Pick out every row below that contains the string "coin", and copy each of those rows in full.

───── DATASET RECORDS

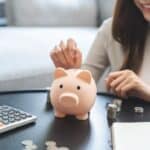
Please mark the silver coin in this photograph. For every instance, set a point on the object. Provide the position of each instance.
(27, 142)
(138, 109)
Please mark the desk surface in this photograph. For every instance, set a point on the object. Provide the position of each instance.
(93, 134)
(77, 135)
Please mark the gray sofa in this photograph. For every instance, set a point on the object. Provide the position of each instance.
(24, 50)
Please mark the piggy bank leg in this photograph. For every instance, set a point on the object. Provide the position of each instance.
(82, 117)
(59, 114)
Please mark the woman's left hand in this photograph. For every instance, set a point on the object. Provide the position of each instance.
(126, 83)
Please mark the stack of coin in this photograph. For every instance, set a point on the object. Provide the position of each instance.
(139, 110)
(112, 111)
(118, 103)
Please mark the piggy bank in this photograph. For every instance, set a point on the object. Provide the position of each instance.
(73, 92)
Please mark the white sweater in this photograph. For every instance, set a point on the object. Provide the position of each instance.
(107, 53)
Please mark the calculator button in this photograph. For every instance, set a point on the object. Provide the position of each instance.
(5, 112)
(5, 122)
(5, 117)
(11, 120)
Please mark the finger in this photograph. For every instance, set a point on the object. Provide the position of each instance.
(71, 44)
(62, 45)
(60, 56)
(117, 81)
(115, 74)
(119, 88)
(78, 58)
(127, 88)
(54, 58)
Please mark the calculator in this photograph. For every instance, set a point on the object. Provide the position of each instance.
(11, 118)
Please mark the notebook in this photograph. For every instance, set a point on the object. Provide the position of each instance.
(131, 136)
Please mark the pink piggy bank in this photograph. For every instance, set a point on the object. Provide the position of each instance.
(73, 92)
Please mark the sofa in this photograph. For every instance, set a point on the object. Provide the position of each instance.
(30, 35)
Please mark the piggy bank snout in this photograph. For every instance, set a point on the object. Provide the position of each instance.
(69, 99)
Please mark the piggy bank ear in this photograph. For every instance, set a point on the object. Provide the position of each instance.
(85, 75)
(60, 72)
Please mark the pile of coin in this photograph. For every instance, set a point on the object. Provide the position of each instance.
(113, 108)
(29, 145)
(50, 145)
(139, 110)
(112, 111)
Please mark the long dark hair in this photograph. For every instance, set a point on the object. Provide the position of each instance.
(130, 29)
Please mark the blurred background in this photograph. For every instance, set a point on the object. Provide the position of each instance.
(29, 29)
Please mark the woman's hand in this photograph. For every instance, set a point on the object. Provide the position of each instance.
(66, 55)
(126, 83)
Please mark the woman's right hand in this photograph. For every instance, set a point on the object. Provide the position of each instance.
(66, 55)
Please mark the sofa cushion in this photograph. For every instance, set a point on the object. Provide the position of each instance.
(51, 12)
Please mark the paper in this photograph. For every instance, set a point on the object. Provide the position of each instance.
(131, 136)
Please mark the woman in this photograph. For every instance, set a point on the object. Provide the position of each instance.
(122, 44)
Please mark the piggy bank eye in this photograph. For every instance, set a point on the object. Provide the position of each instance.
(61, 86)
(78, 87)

──────────
───── DATASET RECORDS

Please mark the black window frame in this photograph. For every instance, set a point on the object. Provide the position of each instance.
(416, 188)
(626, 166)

──────────

# THE OUTPUT
Please mark the silver coin in this photograph. For every instance, set a point on the object. Provide the position of each instance.
Please mark the stack of coin in this photograph. For every instance, set a point on the object. Provide the position of each instance.
Please mark the pile of coin in this photograph. For every instance, set a point on the object. Provide the position of each instance.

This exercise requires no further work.